Records from a collection

-- Start --

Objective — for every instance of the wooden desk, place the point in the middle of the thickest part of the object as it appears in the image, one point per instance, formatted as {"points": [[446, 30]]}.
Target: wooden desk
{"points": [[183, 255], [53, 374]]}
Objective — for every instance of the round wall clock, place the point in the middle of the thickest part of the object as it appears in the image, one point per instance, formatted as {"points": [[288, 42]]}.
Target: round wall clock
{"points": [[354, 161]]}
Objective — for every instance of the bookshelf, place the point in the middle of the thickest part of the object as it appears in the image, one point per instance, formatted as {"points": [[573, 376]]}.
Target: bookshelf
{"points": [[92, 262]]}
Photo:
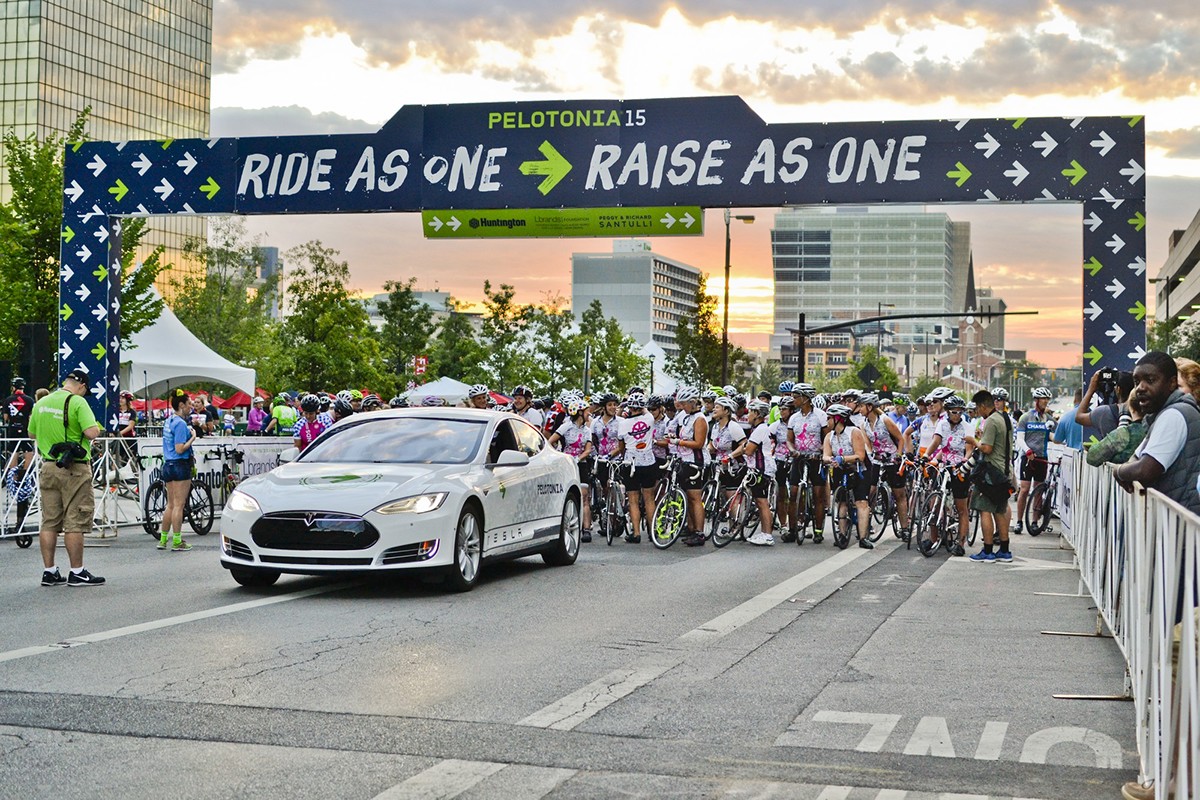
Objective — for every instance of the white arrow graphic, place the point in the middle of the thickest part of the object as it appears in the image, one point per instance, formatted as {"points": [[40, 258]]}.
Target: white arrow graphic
{"points": [[1018, 173], [1104, 143], [1133, 170], [1107, 196], [187, 162], [1045, 144], [989, 145]]}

-- End --

**Instructions for the task**
Copy out all of the data above in full, increasing every point coordinate in the answers by 98 and keeping the coordinates in the format samples as they are. Omit the pictures.

**Response to the task**
Objective — for every instance of the wooden desk, place the point in the middle of the thickest part of the object as it appears in the image, one point per instance, formatted as {"points": [[446, 30]]}.
Target: wooden desk
{"points": [[281, 353], [151, 472]]}
Objective — for every instance of the round wall clock, place the point in the middle of the thickest part of the object as it appears in the image, one point per instance, formatted as {"points": [[288, 42]]}.
Target: round wall clock
{"points": [[452, 259]]}
Objective — for every instance of the bookshelf, place the point in the middle of the thickest part of the object as it appears in the image, one point per instance, formatted as {"points": [[573, 376]]}.
Target: bookshelf
{"points": [[190, 360]]}
Photo:
Objective — for every instance of the white arrow graphic, place the point in the middle of the thickest part of the object as it appears in the image, one point per instance, formatted as {"points": [[40, 258]]}.
Target: white arrow graphic
{"points": [[1116, 271], [1202, 241], [1231, 268], [1205, 294], [285, 260], [1143, 242], [1087, 243]]}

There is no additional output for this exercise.